● WHAT IS EXPECTED: Decide whether each statement agrees with the forum excerpt on Mackenzie, answering yes or no and quoting the deciding words of the excerpt: (a) Flynn is known to have crossed the Atlantic to see where golf began; (b) Flynn's original mentor and employer was Hugh Wilson of Merion; (c) Reply #77 names the Boer War as something one must understand to grasp Mackenzie's architecture.

═════ EXCERPT

Re:When Mackenzie lost it..
« Reply #75 on: October 02, 2007, 09:49:35 AM »
JohnK:

I believe you are exactly right, as far as you went. But what-all do you think Mackenzie was trying to accomplish when you say he was trying to entice the golfer's eye? In other words, for what purpose, or more appropriately, purposes?

Don't forget, Alister Mackenzie just may've been one of the most knowledgeable of all about the details or perhaps even the very essence of TOC.

Flynn, on the other hand, as far as we know, never ventured across the Atlantic to the other side where the beginnings of golf and architecture could be found.

What Flynn learned with golf architecture may've come more from his original mentor and employer, Hugh Wilson of Merion. Where Wilson got his fairly unique ideas about golf architecture, particularly on bunkering and its philosophy, he apparently got from the other side. Perhaps as much from the English INLAND heathlands as from the Scottish linksland.

I think, as time goes on, all of us will begin to understand better what that early really good man-made inland healthland architecture meant to those guys back then who were trying to get more natural with their architecture over here, albeit dedicatedly more scientific about it both in construction, in maintenance and most importantly in its affect on the golfer and his game.

John Kavanaugh

Re:When Mackenzie lost it..
« Reply #76 on: October 02, 2007, 09:50:10 AM »
I don't think I've ever played a MacKenzie course so I may be out of bounds with this question, but wouldn't he have tried to "entice the eyes" as a different way of challenging the mind?

I think it is a different way of challenging the mind and perhaps a very good one.  I like pretty golf courses where you need to avoid the pretty while looking right at it.

TEPaul

Re:When Mackenzie lost it..
« Reply #77 on: October 02, 2007, 10:07:33 AM »
"I don't think I've ever played a MacKenzie course so I may be out of bounds with this question, but wouldn't he have tried to "entice the eyes" as a different way of challenging the mind?"

Sully:

In my opinion, of course Mackenzie was trying to do that with his particular style, particularly with his fairly unique style and type of sand bunkering.

But how was he trying to challenge the mind in that way?

All of this has been discussed on here at different times and in different ways but perhaps never at one time and place in the context of some comprehensive question such as the one JohnK asked.

To truly understand what Mackenzie was trying to do with his architecture, and particularly with his type and style of sand bunkering I think one needs to understand two things really well:

1. One needs to understand ALL of what he observed during the Boer War in what the Boers did with their military trenches and how that affected the British military's tactics and how he applied all that to golf course architecture in a number of ways.

2. One really needs to understand how Mackenzie felt about the natural occurence of linksland land formations and particularly of natural sand areas in an atmosphere such as TOC and how that initially affected old fashioned golf and golfers.

══════════
═════ LISTING

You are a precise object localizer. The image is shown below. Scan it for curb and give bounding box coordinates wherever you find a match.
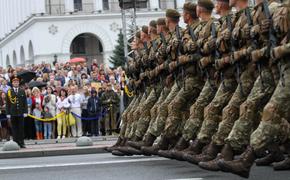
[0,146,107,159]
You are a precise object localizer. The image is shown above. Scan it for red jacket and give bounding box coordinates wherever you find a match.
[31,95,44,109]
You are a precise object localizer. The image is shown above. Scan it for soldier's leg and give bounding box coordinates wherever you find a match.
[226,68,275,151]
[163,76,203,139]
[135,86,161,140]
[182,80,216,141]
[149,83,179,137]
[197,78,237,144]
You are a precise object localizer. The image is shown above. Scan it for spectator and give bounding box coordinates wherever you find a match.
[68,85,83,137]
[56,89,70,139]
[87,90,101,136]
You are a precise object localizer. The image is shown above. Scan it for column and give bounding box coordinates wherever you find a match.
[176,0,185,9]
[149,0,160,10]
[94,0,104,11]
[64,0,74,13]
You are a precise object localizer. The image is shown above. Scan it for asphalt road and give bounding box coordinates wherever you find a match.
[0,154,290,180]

══════════
═════ LISTING

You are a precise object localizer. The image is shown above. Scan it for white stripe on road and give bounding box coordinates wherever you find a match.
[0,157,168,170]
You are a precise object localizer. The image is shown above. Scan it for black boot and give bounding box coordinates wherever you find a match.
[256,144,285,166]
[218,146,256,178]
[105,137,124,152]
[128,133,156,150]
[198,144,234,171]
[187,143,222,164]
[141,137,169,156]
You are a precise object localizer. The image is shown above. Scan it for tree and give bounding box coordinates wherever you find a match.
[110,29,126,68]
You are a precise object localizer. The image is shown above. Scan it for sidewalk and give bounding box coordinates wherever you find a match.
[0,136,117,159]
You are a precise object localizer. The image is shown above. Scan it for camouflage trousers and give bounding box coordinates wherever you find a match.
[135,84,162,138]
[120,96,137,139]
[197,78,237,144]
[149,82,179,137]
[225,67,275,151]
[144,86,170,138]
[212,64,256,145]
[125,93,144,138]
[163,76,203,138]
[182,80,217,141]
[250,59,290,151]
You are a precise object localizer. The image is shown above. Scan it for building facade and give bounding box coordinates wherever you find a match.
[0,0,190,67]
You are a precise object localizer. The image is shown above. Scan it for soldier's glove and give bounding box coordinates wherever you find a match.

══════════
═════ LISTING

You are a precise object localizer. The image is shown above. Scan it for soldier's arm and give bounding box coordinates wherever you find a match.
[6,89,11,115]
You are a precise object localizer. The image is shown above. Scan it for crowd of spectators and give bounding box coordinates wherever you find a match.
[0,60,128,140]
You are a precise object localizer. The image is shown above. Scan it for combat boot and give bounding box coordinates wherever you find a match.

══════════

● TASK ANSWER:
(a) No: "Flynn, on the other hand, as far as we know, never ventured across the Atlantic to the other side where the beginnings of golf and architecture could be found."
(b) Yes: "his original mentor and employer, Hugh Wilson of Merion"
(c) Yes: "One needs to understand ALL of what he observed during the Boer War"